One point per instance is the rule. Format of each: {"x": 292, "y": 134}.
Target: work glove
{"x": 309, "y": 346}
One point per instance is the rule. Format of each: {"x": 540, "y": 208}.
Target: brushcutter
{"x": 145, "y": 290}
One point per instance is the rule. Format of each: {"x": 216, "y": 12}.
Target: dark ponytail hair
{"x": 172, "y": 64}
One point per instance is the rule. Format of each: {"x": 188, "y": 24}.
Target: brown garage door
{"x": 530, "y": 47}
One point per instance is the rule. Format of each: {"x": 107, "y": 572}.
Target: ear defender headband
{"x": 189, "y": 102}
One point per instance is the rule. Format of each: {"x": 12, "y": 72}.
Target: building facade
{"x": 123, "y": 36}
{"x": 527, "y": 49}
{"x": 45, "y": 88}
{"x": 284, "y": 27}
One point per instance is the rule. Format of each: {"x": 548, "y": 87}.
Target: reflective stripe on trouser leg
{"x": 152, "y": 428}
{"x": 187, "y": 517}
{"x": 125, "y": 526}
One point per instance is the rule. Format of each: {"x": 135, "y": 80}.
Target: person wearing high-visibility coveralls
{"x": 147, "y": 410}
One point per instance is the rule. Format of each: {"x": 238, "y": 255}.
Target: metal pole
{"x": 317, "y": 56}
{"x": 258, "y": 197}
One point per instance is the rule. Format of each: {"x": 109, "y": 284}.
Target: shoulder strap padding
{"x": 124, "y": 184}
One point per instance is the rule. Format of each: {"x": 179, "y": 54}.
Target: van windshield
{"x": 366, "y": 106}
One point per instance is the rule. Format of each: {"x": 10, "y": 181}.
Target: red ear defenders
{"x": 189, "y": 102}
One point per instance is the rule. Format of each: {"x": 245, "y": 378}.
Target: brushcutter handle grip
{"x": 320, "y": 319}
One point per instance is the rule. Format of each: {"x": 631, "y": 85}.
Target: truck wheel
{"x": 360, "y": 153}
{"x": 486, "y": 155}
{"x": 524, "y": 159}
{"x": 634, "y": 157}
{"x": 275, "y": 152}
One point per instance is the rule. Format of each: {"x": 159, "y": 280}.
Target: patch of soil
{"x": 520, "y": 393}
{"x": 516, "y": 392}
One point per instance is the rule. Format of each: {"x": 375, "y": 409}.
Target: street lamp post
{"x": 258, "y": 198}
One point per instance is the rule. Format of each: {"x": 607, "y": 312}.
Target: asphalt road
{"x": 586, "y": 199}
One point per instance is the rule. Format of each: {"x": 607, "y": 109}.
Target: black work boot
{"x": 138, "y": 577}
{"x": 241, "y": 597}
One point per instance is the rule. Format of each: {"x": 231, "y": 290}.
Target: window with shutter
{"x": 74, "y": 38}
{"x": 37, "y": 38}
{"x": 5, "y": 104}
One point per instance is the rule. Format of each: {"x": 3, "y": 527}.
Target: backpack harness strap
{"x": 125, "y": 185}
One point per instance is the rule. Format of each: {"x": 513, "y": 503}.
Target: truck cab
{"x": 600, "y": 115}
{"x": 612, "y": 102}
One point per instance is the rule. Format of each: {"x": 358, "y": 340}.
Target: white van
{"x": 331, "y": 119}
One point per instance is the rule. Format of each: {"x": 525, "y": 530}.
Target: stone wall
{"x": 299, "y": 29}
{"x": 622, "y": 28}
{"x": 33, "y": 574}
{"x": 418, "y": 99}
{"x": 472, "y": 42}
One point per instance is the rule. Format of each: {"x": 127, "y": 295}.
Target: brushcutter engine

> Task instructions:
Could you output all of the records above exactly as given?

> Reply to the exercise:
One point per instance is the rule. Format of each: {"x": 292, "y": 134}.
Target: work glove
{"x": 309, "y": 346}
One point per instance is the rule. Format of each: {"x": 540, "y": 208}.
Target: brushcutter
{"x": 145, "y": 290}
One point per instance is the rule. Format of each: {"x": 216, "y": 12}.
Target: dark ponytail hair
{"x": 172, "y": 64}
One point per instance is the rule. Format of each: {"x": 188, "y": 24}.
Target: brown garage door
{"x": 530, "y": 47}
One point per instance is the rule. Format of each: {"x": 107, "y": 572}.
Target: ear defender headband
{"x": 189, "y": 102}
One point per instance is the rule. Format of each: {"x": 12, "y": 72}.
Target: building facade
{"x": 123, "y": 36}
{"x": 527, "y": 49}
{"x": 45, "y": 88}
{"x": 284, "y": 27}
One point per instance is the rule. Format of each: {"x": 548, "y": 87}.
Target: reflective stripe on trouser leg
{"x": 152, "y": 428}
{"x": 187, "y": 517}
{"x": 125, "y": 526}
One point per instance is the rule. Format of each: {"x": 135, "y": 80}.
Target: person wearing high-visibility coveralls
{"x": 147, "y": 410}
One point per instance is the rule. Format of each: {"x": 238, "y": 255}.
Target: metal pole
{"x": 317, "y": 56}
{"x": 258, "y": 197}
One point per instance is the rule. Format of each: {"x": 109, "y": 284}.
Target: shoulder strap padding
{"x": 124, "y": 184}
One point per instance is the rule. Format of each: {"x": 179, "y": 54}.
Target: van windshield
{"x": 366, "y": 106}
One point per instance is the rule. Format of each: {"x": 10, "y": 181}.
Target: red ear defenders
{"x": 189, "y": 102}
One point per instance is the rule. Format of each: {"x": 245, "y": 378}.
Target: brushcutter handle grip
{"x": 320, "y": 319}
One point per instance is the rule. Format of each: {"x": 631, "y": 85}.
Target: truck wheel
{"x": 360, "y": 153}
{"x": 486, "y": 155}
{"x": 524, "y": 159}
{"x": 634, "y": 157}
{"x": 275, "y": 152}
One point per instance is the rule. Format of each: {"x": 159, "y": 280}.
Target: patch of soil
{"x": 520, "y": 393}
{"x": 516, "y": 392}
One point per instance is the rule. Format of each: {"x": 375, "y": 409}.
Target: street lamp post
{"x": 258, "y": 198}
One point per instance is the rule. Format of each: {"x": 607, "y": 312}.
Target: asphalt road
{"x": 586, "y": 199}
One point per instance is the rule. Format of each: {"x": 607, "y": 109}.
Target: black work boot
{"x": 138, "y": 577}
{"x": 241, "y": 597}
One point per instance is the rule. Format of each: {"x": 231, "y": 290}.
Target: window with shutter
{"x": 74, "y": 38}
{"x": 37, "y": 38}
{"x": 5, "y": 104}
One point per instance is the rule. Format of each: {"x": 3, "y": 527}.
Target: backpack harness strap
{"x": 125, "y": 185}
One point per instance is the rule. Format of each: {"x": 513, "y": 503}.
Target: truck cab
{"x": 600, "y": 115}
{"x": 612, "y": 102}
One point per instance is the rule. Format of each: {"x": 358, "y": 340}.
Target: white van
{"x": 331, "y": 119}
One point per instance is the rule. Format of each: {"x": 525, "y": 530}.
Target: stone wall
{"x": 299, "y": 29}
{"x": 622, "y": 28}
{"x": 33, "y": 574}
{"x": 418, "y": 99}
{"x": 472, "y": 42}
One point per instance is the rule. Format of each: {"x": 127, "y": 295}.
Target: brushcutter engine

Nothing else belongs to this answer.